* **Exercise prompt**:
Reproduce each of the records below verbatim, line for line.

* **Data**:
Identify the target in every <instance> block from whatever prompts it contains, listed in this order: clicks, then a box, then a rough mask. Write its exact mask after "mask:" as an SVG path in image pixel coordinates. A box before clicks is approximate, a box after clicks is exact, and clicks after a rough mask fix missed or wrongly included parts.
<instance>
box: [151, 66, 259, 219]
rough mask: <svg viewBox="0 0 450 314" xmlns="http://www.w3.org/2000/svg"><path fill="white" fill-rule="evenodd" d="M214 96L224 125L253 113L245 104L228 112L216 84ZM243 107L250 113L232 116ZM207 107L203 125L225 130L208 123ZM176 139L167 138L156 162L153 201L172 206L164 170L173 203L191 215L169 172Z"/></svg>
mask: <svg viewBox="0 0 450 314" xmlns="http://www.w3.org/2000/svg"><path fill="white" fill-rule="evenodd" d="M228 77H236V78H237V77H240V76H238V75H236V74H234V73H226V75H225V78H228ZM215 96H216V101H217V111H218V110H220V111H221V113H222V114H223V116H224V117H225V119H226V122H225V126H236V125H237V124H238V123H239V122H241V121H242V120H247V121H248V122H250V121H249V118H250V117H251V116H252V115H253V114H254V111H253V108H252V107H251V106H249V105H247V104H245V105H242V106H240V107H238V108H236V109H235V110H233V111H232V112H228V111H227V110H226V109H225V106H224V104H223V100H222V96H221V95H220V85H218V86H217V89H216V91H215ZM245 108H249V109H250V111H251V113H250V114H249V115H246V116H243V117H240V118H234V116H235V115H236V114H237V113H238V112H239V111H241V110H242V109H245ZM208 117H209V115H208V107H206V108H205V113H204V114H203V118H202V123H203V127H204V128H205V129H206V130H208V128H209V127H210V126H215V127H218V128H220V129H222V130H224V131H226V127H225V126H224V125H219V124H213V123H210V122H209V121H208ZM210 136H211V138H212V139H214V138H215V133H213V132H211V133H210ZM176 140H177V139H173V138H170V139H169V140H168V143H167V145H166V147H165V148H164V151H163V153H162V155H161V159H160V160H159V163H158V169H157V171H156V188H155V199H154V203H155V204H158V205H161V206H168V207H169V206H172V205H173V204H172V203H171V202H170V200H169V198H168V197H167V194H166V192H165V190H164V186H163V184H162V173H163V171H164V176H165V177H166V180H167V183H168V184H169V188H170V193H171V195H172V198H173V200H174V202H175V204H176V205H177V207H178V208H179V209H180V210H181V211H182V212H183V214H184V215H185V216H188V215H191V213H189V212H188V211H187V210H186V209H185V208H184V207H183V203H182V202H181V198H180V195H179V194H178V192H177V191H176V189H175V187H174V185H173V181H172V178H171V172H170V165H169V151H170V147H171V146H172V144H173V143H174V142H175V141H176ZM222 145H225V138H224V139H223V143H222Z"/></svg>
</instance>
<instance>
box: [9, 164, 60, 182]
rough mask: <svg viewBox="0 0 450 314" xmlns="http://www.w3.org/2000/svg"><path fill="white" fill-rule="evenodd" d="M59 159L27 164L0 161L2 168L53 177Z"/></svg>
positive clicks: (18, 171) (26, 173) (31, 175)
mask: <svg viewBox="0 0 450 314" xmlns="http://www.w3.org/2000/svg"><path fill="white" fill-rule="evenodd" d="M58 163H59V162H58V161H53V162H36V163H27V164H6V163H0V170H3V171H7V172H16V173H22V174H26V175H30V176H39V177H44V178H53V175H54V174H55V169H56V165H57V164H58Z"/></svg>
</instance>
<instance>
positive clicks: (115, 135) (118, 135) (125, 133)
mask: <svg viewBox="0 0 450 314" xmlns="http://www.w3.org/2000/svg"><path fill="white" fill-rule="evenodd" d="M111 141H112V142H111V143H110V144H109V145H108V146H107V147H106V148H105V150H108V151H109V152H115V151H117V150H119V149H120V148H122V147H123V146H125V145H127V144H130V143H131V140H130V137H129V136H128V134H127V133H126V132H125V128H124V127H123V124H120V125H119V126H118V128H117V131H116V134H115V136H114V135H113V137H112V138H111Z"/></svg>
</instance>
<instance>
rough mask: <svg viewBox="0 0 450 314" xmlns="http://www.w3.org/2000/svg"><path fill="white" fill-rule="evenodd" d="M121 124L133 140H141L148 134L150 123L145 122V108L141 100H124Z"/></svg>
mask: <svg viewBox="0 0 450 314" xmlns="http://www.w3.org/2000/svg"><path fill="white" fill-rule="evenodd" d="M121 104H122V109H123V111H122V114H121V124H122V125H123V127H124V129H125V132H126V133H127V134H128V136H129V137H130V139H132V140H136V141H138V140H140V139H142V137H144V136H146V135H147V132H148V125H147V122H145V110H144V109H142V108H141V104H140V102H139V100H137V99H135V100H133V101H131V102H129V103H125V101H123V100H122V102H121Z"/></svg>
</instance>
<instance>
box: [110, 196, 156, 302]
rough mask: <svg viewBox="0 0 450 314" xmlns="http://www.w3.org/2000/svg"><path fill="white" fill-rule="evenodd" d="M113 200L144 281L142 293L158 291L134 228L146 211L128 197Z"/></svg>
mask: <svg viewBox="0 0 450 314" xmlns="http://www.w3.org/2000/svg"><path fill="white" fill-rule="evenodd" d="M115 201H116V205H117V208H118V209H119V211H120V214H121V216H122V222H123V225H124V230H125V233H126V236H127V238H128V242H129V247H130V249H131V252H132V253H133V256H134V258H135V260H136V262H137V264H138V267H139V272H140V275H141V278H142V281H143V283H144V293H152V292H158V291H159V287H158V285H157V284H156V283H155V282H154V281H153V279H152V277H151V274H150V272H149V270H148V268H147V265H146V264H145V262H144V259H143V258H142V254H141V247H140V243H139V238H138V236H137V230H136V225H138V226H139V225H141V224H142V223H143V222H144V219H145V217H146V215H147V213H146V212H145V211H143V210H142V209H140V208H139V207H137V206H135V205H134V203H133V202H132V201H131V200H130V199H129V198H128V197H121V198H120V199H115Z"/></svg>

* **Completed exercise**:
Identify the target in every <instance> block from whatever prompts it contains, listed in this order: clicks, then a box, then a rough mask. Write its exact mask after "mask:" as an SVG path in image pixel coordinates. A box before clicks is approximate, a box after clicks is exact, and clicks after a rough mask fix missed or wrongly included parts.
<instance>
box: [151, 66, 259, 219]
rough mask: <svg viewBox="0 0 450 314" xmlns="http://www.w3.org/2000/svg"><path fill="white" fill-rule="evenodd" d="M214 96L224 125L253 113L245 104L228 112L216 84ZM243 107L250 113L232 116ZM207 107L203 125L225 130L208 123ZM176 139L167 138L156 162L153 201L172 206L164 170L173 203L191 215L169 172Z"/></svg>
mask: <svg viewBox="0 0 450 314" xmlns="http://www.w3.org/2000/svg"><path fill="white" fill-rule="evenodd" d="M228 77H236V78H237V77H240V76H238V75H236V74H234V73H226V75H225V78H228ZM215 96H216V101H217V111H218V110H220V111H221V113H222V114H223V116H224V117H225V119H226V122H225V126H236V125H237V124H238V123H239V122H241V121H242V120H247V121H248V122H250V121H249V118H250V117H251V116H252V115H253V114H254V111H253V108H252V107H251V106H249V105H247V104H245V105H242V106H240V107H238V108H236V109H235V110H233V111H232V112H228V111H227V110H226V109H225V106H224V104H223V100H222V96H221V95H220V85H218V86H217V89H216V91H215ZM245 108H249V109H250V111H251V113H250V114H249V115H246V116H243V117H240V118H234V116H235V115H236V114H237V113H238V112H239V111H241V110H242V109H245ZM208 117H209V115H208V107H206V108H205V113H204V114H203V118H202V123H203V127H204V128H205V129H206V130H208V128H209V127H210V126H215V127H218V128H220V129H222V130H224V131H226V127H225V126H224V125H219V124H213V123H210V122H209V121H208ZM210 136H211V138H212V139H214V138H215V133H213V132H211V133H210ZM176 140H177V139H173V138H170V139H169V140H168V143H167V145H166V147H165V148H164V151H163V153H162V155H161V159H160V160H159V163H158V169H157V171H156V188H155V199H154V203H155V204H158V205H161V206H168V207H169V206H172V205H173V204H172V203H171V202H170V200H169V198H168V197H167V194H166V192H165V190H164V186H163V184H162V173H163V171H164V176H165V177H166V180H167V183H168V184H169V188H170V193H171V195H172V198H173V200H174V202H175V204H176V205H177V207H178V208H179V209H180V210H181V211H182V212H183V214H184V215H185V216H188V215H191V213H189V212H188V211H187V210H186V209H185V208H184V207H183V203H182V202H181V198H180V195H179V194H178V192H177V191H176V189H175V187H174V185H173V181H172V178H171V172H170V165H169V151H170V147H171V146H172V144H173V143H174V142H175V141H176ZM222 145H225V138H224V139H223V143H222Z"/></svg>
</instance>
<instance>
box: [9, 164, 60, 182]
rough mask: <svg viewBox="0 0 450 314" xmlns="http://www.w3.org/2000/svg"><path fill="white" fill-rule="evenodd" d="M59 159L27 164L0 161L2 168L53 177Z"/></svg>
positive clicks: (18, 171) (26, 173) (31, 175)
mask: <svg viewBox="0 0 450 314" xmlns="http://www.w3.org/2000/svg"><path fill="white" fill-rule="evenodd" d="M58 163H59V162H58V161H53V162H36V163H27V164H6V163H0V170H3V171H7V172H16V173H22V174H26V175H30V176H39V177H44V178H53V175H54V174H55V169H56V165H57V164H58Z"/></svg>
</instance>
<instance>
positive clicks: (115, 135) (118, 135) (125, 133)
mask: <svg viewBox="0 0 450 314" xmlns="http://www.w3.org/2000/svg"><path fill="white" fill-rule="evenodd" d="M111 141H112V142H111V143H110V144H109V145H108V146H107V147H106V148H105V150H108V151H109V152H115V151H117V150H119V149H120V148H122V147H123V146H125V145H127V144H130V143H131V140H130V137H129V136H128V134H127V133H126V132H125V128H124V127H123V124H120V125H119V126H118V128H117V131H116V134H115V136H114V135H113V137H112V138H111Z"/></svg>
</instance>
<instance>
rough mask: <svg viewBox="0 0 450 314" xmlns="http://www.w3.org/2000/svg"><path fill="white" fill-rule="evenodd" d="M121 124L133 140H141L148 134L150 123L145 122V108L141 100H124Z"/></svg>
mask: <svg viewBox="0 0 450 314" xmlns="http://www.w3.org/2000/svg"><path fill="white" fill-rule="evenodd" d="M121 104H122V109H123V111H122V114H121V124H122V125H123V127H124V129H125V132H126V133H127V134H128V136H129V137H130V139H132V140H136V141H138V140H140V139H142V137H144V136H146V135H147V132H148V125H147V122H145V110H144V109H142V108H141V104H140V102H139V100H137V99H135V100H133V101H131V102H129V103H125V101H123V100H122V102H121Z"/></svg>
</instance>
<instance>
box: [110, 196, 156, 302]
rough mask: <svg viewBox="0 0 450 314" xmlns="http://www.w3.org/2000/svg"><path fill="white" fill-rule="evenodd" d="M113 200L144 281L142 293L158 291L134 228L146 211L128 197Z"/></svg>
mask: <svg viewBox="0 0 450 314" xmlns="http://www.w3.org/2000/svg"><path fill="white" fill-rule="evenodd" d="M115 201H116V205H117V208H118V209H119V211H120V214H121V216H122V222H123V225H124V230H125V233H126V236H127V238H128V242H129V247H130V249H131V252H132V253H133V256H134V258H135V260H136V262H137V264H138V267H139V272H140V275H141V278H142V281H143V283H144V293H152V292H158V291H159V287H158V285H157V284H156V283H155V282H154V281H153V279H152V277H151V274H150V272H149V270H148V268H147V265H146V264H145V262H144V259H143V258H142V254H141V247H140V243H139V238H138V236H137V230H136V225H138V226H139V225H141V224H142V223H143V222H144V219H145V217H146V215H147V213H146V212H145V211H143V210H142V209H140V208H139V207H137V206H135V205H134V203H133V202H132V201H131V200H130V199H129V198H128V197H121V198H120V199H115Z"/></svg>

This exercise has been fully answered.